'''

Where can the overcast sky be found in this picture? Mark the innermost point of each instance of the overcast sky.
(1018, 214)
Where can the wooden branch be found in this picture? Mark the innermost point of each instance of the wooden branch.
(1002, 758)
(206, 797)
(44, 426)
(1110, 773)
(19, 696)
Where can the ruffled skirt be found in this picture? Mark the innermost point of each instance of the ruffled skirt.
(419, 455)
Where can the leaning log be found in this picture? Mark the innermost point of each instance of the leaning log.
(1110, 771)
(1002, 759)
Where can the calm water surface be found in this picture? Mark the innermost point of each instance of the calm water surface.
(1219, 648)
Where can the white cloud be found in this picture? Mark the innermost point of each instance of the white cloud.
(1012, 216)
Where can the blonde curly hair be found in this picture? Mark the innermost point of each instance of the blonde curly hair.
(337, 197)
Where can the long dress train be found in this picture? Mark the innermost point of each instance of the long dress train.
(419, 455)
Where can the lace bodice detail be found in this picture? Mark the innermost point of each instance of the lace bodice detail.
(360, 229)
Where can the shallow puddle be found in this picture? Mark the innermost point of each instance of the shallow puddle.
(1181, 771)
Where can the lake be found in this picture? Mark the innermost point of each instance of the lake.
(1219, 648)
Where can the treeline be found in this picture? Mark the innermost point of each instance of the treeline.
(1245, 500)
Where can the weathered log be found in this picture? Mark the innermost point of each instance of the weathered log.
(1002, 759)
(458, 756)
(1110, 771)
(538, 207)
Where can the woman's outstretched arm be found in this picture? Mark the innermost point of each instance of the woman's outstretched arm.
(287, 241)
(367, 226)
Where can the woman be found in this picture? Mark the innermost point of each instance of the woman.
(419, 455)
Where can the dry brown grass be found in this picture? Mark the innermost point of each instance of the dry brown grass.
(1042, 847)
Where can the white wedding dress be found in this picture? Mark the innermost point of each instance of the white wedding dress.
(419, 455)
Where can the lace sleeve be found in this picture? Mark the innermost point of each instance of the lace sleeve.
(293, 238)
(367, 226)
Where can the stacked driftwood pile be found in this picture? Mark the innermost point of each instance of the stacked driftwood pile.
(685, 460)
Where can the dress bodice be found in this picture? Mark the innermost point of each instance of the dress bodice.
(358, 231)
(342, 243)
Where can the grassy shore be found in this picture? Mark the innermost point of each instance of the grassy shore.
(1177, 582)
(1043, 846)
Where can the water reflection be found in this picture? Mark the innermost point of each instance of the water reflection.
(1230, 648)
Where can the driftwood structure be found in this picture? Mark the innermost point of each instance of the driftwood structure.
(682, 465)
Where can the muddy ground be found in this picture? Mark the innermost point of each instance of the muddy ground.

'''
'''

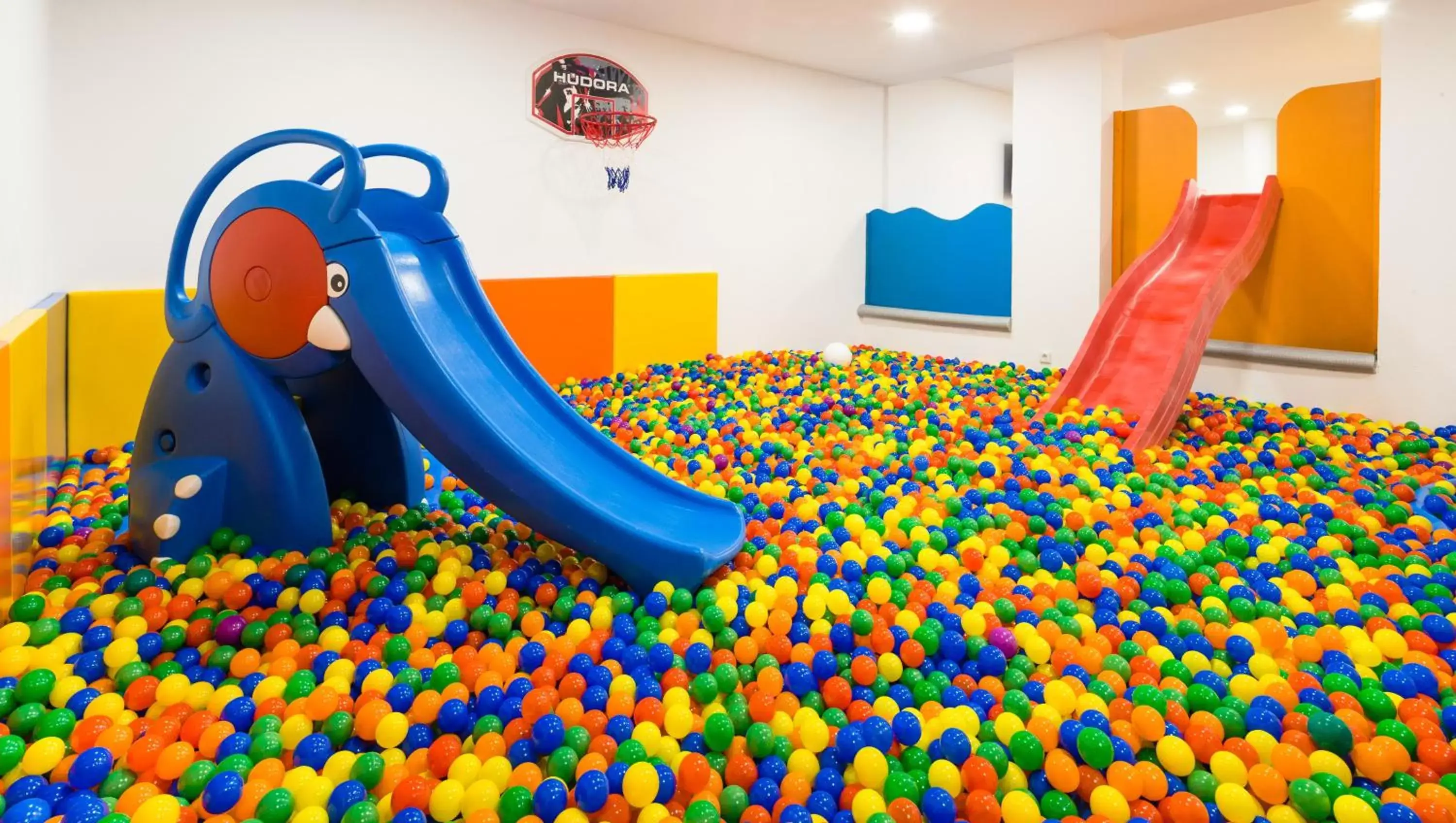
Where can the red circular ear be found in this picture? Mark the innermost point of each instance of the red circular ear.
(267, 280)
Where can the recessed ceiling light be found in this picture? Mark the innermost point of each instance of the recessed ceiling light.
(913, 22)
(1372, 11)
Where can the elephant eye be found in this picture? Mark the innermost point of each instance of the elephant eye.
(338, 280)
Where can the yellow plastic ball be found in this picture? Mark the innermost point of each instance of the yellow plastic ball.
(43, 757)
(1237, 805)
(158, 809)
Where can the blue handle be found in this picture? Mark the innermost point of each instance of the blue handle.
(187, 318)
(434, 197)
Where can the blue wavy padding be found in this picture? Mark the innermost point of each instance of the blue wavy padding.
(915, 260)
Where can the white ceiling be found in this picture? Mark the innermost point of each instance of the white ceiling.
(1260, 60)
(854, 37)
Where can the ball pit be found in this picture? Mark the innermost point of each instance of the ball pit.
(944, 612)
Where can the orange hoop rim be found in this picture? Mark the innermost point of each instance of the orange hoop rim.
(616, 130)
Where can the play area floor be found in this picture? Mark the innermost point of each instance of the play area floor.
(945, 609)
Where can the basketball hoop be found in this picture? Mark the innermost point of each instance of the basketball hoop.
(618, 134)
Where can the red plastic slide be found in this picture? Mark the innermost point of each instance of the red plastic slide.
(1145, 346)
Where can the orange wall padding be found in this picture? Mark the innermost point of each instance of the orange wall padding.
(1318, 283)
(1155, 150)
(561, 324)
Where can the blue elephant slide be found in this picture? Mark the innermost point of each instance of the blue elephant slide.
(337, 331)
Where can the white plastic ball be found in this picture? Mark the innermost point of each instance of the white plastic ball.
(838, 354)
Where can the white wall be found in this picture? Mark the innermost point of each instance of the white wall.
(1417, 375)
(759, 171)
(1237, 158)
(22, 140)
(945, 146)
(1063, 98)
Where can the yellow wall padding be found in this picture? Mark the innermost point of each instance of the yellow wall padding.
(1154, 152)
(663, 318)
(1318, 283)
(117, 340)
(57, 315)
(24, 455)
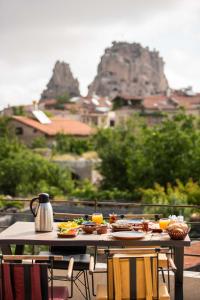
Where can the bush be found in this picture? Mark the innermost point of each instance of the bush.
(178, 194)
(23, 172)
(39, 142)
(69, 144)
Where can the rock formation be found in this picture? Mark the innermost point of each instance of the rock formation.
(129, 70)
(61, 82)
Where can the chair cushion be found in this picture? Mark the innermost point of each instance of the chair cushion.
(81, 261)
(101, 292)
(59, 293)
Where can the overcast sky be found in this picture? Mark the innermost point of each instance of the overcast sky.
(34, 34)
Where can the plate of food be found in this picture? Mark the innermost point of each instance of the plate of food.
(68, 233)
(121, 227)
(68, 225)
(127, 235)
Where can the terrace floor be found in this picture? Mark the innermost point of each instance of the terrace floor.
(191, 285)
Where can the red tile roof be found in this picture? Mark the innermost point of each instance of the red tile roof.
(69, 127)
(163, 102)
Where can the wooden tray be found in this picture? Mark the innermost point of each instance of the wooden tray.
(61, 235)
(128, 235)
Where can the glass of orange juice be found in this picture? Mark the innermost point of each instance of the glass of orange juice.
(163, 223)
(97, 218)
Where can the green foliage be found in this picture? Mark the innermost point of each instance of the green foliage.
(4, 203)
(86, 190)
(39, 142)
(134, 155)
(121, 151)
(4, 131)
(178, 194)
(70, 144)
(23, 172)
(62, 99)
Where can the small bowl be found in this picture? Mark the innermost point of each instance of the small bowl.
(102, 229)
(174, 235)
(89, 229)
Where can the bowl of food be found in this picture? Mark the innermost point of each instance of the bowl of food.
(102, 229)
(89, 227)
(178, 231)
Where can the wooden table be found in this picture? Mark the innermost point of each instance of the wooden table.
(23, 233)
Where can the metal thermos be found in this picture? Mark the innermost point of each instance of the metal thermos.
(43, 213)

'''

### TASK TO COMPLETE
Count the lines in the rows above that contain the word "bowl", and give only the number.

### SOLUTION TO THIS TASK
2